Gil-Ad Schwartz


“Takes the science of writing persuasive advertising that SELLS for any product or service, and makes it simple.”

Scott Murdaugh,
Marketing Strategist
Springfield, MO


“Gil-Ad Schwartz could very easily become the next Gitomer for the Advertising world. His style brings to the forefront common sense that relates direct to profits.”

Kim Kalan,
VP Marketing & Sales
Route 29 Caramels
Golden Valley, Minnesota


“I’ve long said that the best copywriters also make great teachers, with that rare ability to make key points so clear and easy to understand -- they seem obvious... Gil-Ad Schwartz proves that point, presenting deep concepts with a practical, easy-to-grasp approach.”

Alan Carr, Author,
Carr’s Copywriting Checklist for Professional Copywriters

Why would you
listen to me?

Have you ever seen a TV show where the police bring in a “civilian consultant” to help them solve the crime?

This “civilian consultant” is almost always someone who’s unconventional… difficult to take seriously… psychologically disordered to a greater or lesser extent… and yet — despite all this — breathtakingly effective when it comes to getting results.

That’s me.

I don’t have an advertising background. I don’t have an MBA or a degree in marketing and communications. I don’t have years of experience in PR or in sales.

What I do have is Major Depressive Disorder, severe AD/HD, and an IQ of 180. I have problems with authority. I barely made it through my undergraduate degree at Oxford. I’m impulsive, I work mainly on intuition, and I hate it when people ask me to explain and justify my decisions.


I’ll be the first to admit – it’s not the image that naturally springs to mind when you think, “I’m looking for someone I can trust with the future of my business.” I understand this. You might ask how I could possibly justify not merely offering, but also charging quasi-obscene prices for, professional advice. To answer that question, here’s a brief explanation of how I came to know what I know — my “origins story,” for want of a better term. It goes something like this:

When I was about 13, I realized I was always going to be self-employed. It wasn’t so much a decision; more of an acknowledgement of something I’d known all along — or, at least, ever since I was old enough to understand what life after school entailed. You see, I wanted control of my fate. I wanted to know that both my successes and failures were of my own making. I certainly wasn’t going to outsource that kind of responsibility to some other person, who for all I know might be apathetic or incompetent or both.

In December 2008, seven years later, I took a break from my law degree at Oxford. My depression had gotten far too severe for me to function in an environment as inherently stressful as the pressure-cooker that is Oxford University. So I went home, to my parents in Israel, and collapsed from exhaustion. At the time, I couldn’t see myself ever returning to complete my studies.

Although I was weak and burnt out, life as a chronic dependent was not quite what I had planned for myself. I decided that it was time to prepare for my destined entrepreneurial career. My father had always taught me that, in business, “to buy is easy, but to sell is hard.” This is why advertising — selling on a large scale — looked to me like a valuable skill to cultivate.

——

■ **To-do list**:
- a) Reproduce the advertising consultant's page word for word, starting with "When I was about" and going on through "complete my studies.".
- b) Carry on the advertising consultant's page, picking up right after its last sentence.
The records that come next are separate material, unrelated to the advertising consultant's page.

——

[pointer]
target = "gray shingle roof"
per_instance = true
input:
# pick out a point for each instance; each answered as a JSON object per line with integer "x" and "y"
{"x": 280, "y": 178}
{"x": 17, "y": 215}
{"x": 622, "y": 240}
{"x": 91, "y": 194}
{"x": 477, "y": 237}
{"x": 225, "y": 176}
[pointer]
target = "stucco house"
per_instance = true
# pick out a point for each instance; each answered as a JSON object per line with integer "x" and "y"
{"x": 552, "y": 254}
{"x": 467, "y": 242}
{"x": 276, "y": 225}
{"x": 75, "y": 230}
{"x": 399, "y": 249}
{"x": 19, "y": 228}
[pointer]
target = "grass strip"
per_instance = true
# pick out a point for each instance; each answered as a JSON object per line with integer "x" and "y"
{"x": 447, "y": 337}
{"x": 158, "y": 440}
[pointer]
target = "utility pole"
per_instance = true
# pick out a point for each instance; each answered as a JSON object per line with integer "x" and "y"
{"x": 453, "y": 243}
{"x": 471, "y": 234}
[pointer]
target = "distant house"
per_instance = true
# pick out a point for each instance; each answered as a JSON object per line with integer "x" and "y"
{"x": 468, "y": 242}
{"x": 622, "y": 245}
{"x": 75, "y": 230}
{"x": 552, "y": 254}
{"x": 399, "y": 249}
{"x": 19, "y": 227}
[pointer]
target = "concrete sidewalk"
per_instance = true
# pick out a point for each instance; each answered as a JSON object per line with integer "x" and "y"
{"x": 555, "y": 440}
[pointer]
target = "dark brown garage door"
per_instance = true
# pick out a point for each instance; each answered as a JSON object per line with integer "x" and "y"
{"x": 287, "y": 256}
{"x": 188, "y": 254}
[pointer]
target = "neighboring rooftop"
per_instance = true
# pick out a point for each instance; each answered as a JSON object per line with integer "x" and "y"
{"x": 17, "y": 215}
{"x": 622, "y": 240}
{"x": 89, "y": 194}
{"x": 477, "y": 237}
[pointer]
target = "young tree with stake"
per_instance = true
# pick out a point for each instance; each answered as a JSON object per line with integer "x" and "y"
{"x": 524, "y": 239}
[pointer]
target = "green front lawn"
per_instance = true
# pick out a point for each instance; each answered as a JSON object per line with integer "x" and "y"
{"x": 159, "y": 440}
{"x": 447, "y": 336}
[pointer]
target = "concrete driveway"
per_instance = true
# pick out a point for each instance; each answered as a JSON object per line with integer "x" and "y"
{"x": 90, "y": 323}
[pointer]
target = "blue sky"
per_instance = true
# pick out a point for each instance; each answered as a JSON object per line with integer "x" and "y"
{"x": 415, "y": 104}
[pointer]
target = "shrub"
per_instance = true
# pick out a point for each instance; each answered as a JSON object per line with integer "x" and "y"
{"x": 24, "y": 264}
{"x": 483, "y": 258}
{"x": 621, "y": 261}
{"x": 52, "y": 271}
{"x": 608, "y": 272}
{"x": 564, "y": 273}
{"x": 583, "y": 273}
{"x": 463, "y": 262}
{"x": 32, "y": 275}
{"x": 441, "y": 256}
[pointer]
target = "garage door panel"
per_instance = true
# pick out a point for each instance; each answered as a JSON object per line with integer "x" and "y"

——

■ **Results for the exercise**:
- a)
When I was about 13, I realized I was always going to be self-employed. It wasn’t so much a decision; more of an acknowledgement of something I’d known all along — or, at least, ever since I was old enough to understand what life after school entailed. You see, I wanted control of my fate. I wanted to know that both my successes and failures were of my own making. I certainly wasn’t going to outsource that kind of responsibility to some other person, who for all I know might be apathetic or incompetent or both.

In December 2008, seven years later, I took a break from my law degree at Oxford. My depression had gotten far too severe for me to function in an environment as inherently stressful as the pressure-cooker that is Oxford University. So I went home, to my parents in Israel, and collapsed from exhaustion. At the time, I couldn’t see myself ever returning to complete my studies.

- b)
And cultivate it I did.

For the next 18 months, I followed a simple plan: learn from the best. Not from academics, but from professionals — people who were out in the real world, and whose teachings had to withstand the acid test of reality. I read their books. I studied their instructional DVDs. I was still far too weak physically to attend their seminars in person, but, where recordings of seminars were available, I bought those instead.

Because I had no friends in Israel, and neither the capacity nor the inclination to make ones, the study of advertising became the sole focus of my time. I had no social life. I went on no dates. In many ways, it was like being a monk — isolated and devoted to meditation.

And I don’t think it’s an exaggeration to say that I “meditated” on advertising. I spent hours upon hours reflecting on what I’d been taught. You see, my mentors (if they can be called that) were brilliant copywriters… but not necessarily the best of teachers. The way they explained things often made it difficult to understand what was really going on in their heads.

Gaining a blurry, “good enough” grasp of how advertising works was not for me. I wanted clarity.

For this reason, it was common for me to spend an entire afternoon lying on my bed, bouncing a concept around my mind for two or three straight hours, trying to get it to make absolute sense. It was painful and frustrating, but — sooner or later — I’d suddenly see things from a new perspective. And, like a puzzle piece, the idea would fall neatly into place.

I repeated this routine, day after day, for close to two years. My own attempts at writing sales copy during this time were nothing short of pathetic, but every new seminar added another layer of depth to my grasp of the subject-matter. There eventually came a point where I’d go through a seminar and feel that I’d only gained very little in additional knowledge or insight. At first, this was disappointing. I’d gotten used to breakthroughs and Eureka moments, and I remember thinking to myself, “Why is this highly respected copywriter spending all his time on these really obvious foundational points?”

It took a couple more of these “disappointing” seminars before I realized what was going on. And even when it finally dawned on me, it took some time for me to get used to the idea. It had nothing to do with the copywriter: it was the quality of my knowledge that had changed. I could see the big picture. I’d internalized the key concepts. I had in my mind a reasonably clear map of what goes into persuasive advertising.

Of course, I couldn’t yet actually write a good ad, but I did feel that I had attained a certain intellectual mastery of the material. I relaxed a little. I came out of “obsessive-monk-study-mode.” And then the panic hit.

Great, I said to myself once I’d taken a step back, but how can I tell if all this theory really and truly translates into practice? How do I know whether or not my months of solitary study have given me anything that’s actually useful in the real world?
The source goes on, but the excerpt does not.